Passage retenu:
----

Le président annonce une réduction du train de vie de l’Etat et en particulier de ses ministères, et cela arrive enfin mais bien tardivement ! Réduction du nombre de conseillers ministériels, diminution des frais de transport, de logement et de communications, suppression des chasses présidentielles et de la garden-party de l’Elysée du 14 juillet, etc. En période d’austérité générale et de diète sociale, ces mesures soulignent que l’Etat ne doit pas s’exonérer des efforts nécessaires au rétablissement des comptes publics et qu’il prend sa part des sacrifices qu’il demande aux Français. Attention néanmoins à ne pas donner au monde l’image d’un Etat austère qui renoncerait à rayonner à l’intérieur comme à l’extérieur, et aux « Marchés » celle d’un Etat qui obéirait à des règles purement comptables et qui oublierait son rôle premier, éminemment politique, de protection du corps civique et social de la nation et des Français dans leurs communautés et individualités !
Autant la réduction des salaires ministériels, mais aussi présidentiel (ce dernier ayant été fortement réévalué depuis 2007…), me semble une idée intéressante pourvu qu’elle reste dans la juste mesure, autant je suis moins certain que la suppression pure et simple des garden-parties de l’Elysée et des ministères soit vraiment une bonne chose : réduire les frais de celles-ci étaient possibles sans tout supprimer, ce qui risque d’entraîner une déconnection encore plus totale entre le Pouvoir et les citoyens dont quelques uns, reconnus pour leurs mérites ou invités pour représenter telle ou telle réalité sociale ou professionnelle, participaient à la fête. Ce que demandent les gens, la plupart du temps, ce n’est pas la suppression des fêtes ou des « mondanités » mais leur ouverture à d’autres que les « privilégiés », les habitués des réceptions et des buffets chics !

----

Extraits de données:
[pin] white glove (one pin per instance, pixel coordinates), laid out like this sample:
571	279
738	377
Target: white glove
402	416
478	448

----

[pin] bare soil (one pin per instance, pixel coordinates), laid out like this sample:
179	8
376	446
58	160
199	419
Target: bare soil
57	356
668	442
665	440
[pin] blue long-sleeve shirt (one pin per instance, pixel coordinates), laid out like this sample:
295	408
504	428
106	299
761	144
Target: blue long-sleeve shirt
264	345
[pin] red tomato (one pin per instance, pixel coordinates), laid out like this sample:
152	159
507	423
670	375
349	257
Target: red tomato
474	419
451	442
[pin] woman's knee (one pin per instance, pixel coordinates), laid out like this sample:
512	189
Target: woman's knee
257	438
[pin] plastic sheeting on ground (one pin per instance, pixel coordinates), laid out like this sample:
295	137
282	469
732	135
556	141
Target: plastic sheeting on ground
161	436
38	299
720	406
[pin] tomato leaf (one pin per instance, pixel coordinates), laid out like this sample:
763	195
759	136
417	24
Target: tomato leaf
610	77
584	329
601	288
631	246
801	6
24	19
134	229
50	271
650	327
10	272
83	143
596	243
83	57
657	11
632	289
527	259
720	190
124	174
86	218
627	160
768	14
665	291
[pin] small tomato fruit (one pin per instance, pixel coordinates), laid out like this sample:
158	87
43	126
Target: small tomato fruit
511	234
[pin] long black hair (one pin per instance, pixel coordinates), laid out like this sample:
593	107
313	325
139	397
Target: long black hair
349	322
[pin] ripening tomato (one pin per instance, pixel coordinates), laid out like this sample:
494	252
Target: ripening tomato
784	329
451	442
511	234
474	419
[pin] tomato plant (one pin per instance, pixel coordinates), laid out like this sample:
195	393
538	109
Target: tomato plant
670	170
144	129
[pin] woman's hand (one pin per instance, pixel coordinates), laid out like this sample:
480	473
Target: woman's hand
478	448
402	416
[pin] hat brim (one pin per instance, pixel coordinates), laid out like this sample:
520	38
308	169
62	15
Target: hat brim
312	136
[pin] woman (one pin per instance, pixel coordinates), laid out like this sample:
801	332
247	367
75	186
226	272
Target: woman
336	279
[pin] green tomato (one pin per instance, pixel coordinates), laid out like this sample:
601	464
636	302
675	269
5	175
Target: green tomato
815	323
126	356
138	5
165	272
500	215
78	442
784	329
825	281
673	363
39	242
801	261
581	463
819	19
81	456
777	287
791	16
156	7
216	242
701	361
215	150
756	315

----

Travail demandé:
[a] Répondez aux questions suivantes d’après le texte sur le train de vie de l’État :
(i) Quelle fête de l’Élysée, et à quelle date, figure parmi les suppressions annoncées ?
(ii) Depuis quelle année le salaire présidentiel a-t-il été fortement réévalué ?
(iii) Que demandent les gens, la plupart du temps, au sujet des fêtes et des « mondanités » ?
[b] Poursuivez, s’il vous plaît, le texte sur le train de vie de l’État à partir de sa dernière phrase.
Les données ci-dessus n’ont aucun lien avec le texte sur le train de vie de l’État.

Réponses par consigne:
[a]
(i) La garden-party de l’Élysée du 14 juillet.
(ii) Depuis 2007.
(iii) Non pas leur suppression, mais leur ouverture à d’autres que les « privilégiés », les habitués des réceptions et des buffets chics.

[b]
De plus, comment croire que les puissants de la République sont prêts à d’autres efforts que ceux utiles à la « com’ » gouvernementale en période d’inquiétudes sociales et de rigueur ? Lorsque le ministre de l’éducation nationale, un ancien de l’Oréal (décidément, on n’en sort pas !), et porte-parole de l’Elysée, M. Luc Chatel, explique aujourd’hui qu’il ne voit aucune raison à geler ou diminuer les salaires ministériels au moment même où les fonctionnaires vont devoir accepter ces mêmes mesures pour leur compte, le masque de cette « République exemplaire » que ne cesse à nouveau de brandir M. Sarkozy ne tombe-t-il pas ? « Selon que vous serez puissant ou misérable… », comme disait La Fontaine…
Je crains aussi que les mesures annoncées ne soient qu’un écran de fumée qui cachent des pratiques dispendieuses que l’Elysée n’a pas, visiblement, l’intention de cesser, telles que la mobilisation onéreuse et souvent inutile de forces de l’ordre pour telle ou telle visite présidentielle, alors que ces mêmes forces de l’ordre souffrent aujourd’hui d’un manque criant de moyens pour accomplir leurs missions au quotidien et dans les meilleures conditions. Sans oublier l’achat et l’aménagement d’un nouvel Airbus présidentiel, en soi pas forcément scandaleux, mais dont le coût devra être supporté par… le budget déjà fort réduit du ministère de la Défense !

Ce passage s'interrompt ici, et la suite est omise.